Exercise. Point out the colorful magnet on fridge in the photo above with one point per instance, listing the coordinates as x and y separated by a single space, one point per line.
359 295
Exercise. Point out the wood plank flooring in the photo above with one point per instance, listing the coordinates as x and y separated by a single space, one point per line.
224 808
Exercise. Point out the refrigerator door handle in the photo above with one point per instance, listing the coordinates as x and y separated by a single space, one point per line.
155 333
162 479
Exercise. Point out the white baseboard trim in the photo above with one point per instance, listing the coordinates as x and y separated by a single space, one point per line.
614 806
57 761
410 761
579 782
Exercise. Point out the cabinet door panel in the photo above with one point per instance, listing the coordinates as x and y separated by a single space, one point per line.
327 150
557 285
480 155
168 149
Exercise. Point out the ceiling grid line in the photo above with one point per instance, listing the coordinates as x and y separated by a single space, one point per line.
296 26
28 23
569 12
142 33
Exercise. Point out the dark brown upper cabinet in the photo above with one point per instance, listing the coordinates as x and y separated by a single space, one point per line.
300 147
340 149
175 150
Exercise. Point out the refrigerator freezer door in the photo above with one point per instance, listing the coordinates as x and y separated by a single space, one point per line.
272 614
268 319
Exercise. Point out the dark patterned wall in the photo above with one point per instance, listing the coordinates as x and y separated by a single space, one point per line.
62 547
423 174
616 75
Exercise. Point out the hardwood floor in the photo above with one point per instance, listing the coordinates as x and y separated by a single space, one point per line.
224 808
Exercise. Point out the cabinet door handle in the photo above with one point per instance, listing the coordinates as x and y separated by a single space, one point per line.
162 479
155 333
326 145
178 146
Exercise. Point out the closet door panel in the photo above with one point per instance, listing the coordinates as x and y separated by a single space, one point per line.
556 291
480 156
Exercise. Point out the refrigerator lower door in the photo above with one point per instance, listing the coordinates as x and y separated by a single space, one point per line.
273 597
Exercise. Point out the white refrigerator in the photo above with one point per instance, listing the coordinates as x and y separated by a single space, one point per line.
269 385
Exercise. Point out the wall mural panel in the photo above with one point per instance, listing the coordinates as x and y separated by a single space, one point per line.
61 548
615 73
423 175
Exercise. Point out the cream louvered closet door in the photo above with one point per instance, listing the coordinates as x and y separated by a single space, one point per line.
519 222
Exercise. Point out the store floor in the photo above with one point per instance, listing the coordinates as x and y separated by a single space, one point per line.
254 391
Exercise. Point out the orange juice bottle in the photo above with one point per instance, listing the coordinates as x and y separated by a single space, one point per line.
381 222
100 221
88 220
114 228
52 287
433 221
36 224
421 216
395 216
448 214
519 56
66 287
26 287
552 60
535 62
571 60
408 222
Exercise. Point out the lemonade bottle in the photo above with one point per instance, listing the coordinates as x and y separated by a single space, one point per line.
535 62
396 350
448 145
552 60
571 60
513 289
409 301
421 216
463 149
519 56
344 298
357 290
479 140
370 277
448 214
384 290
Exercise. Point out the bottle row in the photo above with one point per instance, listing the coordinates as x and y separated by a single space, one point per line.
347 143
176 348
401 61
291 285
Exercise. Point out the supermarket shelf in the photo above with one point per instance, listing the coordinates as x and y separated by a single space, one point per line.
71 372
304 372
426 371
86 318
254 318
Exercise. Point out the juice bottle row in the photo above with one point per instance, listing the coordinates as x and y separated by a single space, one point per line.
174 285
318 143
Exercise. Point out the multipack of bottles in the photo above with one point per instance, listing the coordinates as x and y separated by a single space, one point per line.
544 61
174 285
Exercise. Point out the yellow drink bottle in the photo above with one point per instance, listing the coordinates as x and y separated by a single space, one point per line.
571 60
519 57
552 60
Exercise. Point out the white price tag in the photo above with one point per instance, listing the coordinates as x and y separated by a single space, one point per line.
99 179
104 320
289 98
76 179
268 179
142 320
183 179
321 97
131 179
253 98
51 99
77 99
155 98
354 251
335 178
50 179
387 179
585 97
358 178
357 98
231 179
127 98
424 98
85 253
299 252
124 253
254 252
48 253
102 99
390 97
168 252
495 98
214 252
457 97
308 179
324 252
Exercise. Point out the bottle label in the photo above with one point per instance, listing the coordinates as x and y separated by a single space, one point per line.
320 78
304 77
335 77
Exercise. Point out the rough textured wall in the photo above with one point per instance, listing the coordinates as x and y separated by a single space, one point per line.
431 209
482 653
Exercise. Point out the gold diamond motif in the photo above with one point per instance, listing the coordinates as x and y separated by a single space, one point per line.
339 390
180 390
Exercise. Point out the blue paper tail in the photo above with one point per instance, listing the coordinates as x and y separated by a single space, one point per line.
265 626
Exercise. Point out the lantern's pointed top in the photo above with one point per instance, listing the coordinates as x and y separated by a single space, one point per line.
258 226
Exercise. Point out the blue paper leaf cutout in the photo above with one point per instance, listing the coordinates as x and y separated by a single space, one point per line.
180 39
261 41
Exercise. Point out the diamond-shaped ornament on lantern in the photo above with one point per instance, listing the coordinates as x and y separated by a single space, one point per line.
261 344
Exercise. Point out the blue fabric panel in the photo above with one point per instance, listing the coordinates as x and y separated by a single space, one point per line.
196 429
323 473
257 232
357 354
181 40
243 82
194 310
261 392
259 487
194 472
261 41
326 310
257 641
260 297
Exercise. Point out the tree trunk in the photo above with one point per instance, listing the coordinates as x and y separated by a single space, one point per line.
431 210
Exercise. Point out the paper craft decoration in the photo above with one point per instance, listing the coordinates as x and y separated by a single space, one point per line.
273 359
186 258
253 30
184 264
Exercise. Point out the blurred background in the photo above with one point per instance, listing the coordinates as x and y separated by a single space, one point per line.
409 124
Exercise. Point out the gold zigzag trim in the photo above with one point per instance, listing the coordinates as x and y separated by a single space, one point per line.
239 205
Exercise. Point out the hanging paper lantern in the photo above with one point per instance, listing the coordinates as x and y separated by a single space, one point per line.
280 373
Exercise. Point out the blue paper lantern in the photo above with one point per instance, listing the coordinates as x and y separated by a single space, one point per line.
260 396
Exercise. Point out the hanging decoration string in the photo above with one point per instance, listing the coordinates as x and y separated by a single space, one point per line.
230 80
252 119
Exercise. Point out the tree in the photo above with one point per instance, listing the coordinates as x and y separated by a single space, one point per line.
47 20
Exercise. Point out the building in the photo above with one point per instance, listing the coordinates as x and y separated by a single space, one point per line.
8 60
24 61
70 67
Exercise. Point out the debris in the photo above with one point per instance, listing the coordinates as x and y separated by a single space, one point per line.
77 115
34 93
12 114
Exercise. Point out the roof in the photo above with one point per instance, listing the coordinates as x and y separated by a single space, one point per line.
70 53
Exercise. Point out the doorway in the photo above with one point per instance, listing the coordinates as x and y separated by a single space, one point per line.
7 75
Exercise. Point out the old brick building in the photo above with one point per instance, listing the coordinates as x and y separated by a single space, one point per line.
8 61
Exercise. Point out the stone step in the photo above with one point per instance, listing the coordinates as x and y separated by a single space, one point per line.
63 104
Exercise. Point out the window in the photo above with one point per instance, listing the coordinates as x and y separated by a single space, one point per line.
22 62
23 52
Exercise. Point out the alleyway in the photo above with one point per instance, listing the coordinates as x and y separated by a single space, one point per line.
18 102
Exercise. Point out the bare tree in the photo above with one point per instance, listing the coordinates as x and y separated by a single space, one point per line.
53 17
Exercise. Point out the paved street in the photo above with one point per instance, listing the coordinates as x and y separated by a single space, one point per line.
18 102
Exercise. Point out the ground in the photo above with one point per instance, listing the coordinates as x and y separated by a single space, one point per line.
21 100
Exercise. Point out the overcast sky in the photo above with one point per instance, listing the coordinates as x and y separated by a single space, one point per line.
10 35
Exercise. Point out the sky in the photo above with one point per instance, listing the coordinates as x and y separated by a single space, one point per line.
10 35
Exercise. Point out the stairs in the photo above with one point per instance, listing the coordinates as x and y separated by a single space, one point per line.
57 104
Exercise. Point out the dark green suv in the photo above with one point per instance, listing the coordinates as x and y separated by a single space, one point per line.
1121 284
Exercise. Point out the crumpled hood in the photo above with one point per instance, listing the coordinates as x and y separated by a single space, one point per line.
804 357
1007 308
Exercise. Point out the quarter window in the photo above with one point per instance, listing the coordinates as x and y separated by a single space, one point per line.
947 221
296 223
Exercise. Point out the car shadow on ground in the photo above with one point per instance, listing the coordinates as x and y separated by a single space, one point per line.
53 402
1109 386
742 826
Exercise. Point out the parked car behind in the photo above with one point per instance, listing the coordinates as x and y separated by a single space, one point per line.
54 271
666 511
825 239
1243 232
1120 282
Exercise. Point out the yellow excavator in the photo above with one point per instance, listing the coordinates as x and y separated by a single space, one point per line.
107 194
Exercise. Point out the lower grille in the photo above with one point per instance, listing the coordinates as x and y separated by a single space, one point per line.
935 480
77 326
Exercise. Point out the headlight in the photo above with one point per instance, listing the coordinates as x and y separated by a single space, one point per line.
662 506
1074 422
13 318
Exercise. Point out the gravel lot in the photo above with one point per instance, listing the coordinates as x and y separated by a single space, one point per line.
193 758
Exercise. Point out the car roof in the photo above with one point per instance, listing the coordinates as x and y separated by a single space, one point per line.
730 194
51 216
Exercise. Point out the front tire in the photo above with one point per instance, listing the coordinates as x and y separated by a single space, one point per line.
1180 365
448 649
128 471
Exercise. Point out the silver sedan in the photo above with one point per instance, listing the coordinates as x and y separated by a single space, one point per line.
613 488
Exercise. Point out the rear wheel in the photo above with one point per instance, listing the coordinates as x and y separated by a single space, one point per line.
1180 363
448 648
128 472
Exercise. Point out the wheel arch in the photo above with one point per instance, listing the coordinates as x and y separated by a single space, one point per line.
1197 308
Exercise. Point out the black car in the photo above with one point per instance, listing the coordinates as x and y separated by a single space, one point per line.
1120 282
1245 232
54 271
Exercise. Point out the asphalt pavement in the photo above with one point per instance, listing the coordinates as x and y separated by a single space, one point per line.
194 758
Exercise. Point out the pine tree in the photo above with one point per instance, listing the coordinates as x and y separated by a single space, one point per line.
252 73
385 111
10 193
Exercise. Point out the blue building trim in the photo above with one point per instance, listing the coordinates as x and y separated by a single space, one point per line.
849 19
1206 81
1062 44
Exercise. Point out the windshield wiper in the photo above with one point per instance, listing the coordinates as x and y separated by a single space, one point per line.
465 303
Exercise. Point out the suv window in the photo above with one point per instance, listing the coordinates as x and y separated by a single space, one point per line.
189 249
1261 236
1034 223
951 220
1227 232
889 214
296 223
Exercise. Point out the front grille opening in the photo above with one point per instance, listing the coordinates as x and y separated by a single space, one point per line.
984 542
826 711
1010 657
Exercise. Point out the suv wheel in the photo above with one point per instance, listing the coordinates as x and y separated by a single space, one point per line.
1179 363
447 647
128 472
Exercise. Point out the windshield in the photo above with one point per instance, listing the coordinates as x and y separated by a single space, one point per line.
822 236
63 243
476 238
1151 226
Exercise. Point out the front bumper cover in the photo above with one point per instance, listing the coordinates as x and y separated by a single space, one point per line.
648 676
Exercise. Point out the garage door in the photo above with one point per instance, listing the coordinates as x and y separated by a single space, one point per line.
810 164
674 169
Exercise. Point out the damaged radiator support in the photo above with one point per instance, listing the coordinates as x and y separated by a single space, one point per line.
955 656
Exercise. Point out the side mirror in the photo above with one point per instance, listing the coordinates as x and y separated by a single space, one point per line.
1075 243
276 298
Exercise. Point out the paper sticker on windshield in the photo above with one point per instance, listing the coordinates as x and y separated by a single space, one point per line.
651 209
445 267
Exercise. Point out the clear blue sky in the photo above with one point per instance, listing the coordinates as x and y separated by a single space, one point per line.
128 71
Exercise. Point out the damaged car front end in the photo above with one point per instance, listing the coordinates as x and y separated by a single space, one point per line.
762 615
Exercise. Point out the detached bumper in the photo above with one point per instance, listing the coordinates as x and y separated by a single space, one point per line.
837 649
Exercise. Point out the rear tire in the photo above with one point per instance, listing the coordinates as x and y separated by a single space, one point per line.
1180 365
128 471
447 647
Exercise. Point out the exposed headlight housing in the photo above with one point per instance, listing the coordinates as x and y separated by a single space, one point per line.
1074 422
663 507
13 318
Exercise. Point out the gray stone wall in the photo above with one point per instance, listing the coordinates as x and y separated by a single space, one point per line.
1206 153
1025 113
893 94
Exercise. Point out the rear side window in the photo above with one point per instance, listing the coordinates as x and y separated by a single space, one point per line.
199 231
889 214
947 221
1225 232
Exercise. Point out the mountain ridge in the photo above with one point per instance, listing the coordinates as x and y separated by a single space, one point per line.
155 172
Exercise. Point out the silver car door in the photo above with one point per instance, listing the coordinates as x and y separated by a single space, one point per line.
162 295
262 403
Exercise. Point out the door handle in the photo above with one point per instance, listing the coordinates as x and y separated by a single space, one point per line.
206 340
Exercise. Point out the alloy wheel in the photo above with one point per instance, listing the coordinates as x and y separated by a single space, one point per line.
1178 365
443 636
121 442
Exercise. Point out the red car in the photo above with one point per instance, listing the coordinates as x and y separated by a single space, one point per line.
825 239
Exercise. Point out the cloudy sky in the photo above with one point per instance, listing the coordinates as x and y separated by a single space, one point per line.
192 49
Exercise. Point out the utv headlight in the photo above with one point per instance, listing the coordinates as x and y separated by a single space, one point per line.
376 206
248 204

THE REQUEST: Only the lines from the one holding "Exercise. Point out the silver car" through the end of the listing should be given again, exactly and with both ends included.

SOLUTION TO THIS EXERCISE:
Exercise. Point out the silver car door in the photo above with one point per instance, listing the coordinates as x and y separated by a single space, one point per line.
162 295
262 403
Exercise. Point out the door handle in the photo above with one point per instance, listing the coordinates as x and y separated by a single space, one point per line.
206 340
Exercise. Point out the alloy wheel in the photo above with one point per instance, listing the coordinates as x and y separated by a single space, one point per line.
1178 365
443 636
121 442
Exercise. Point out the red car in the photo above with one point per instance, listing the coordinates as x and y separated by a single space, one point per line.
825 239
Exercise. Point out the cloudy sky in the photo above with one point per instance, listing the coordinates as x and y separated by a single space, one point per line.
192 49
Exercise. Point out the utv headlight in the photo above with one point per instance, listing the coordinates as x and y separated by a single space, one point per line.
376 206
248 204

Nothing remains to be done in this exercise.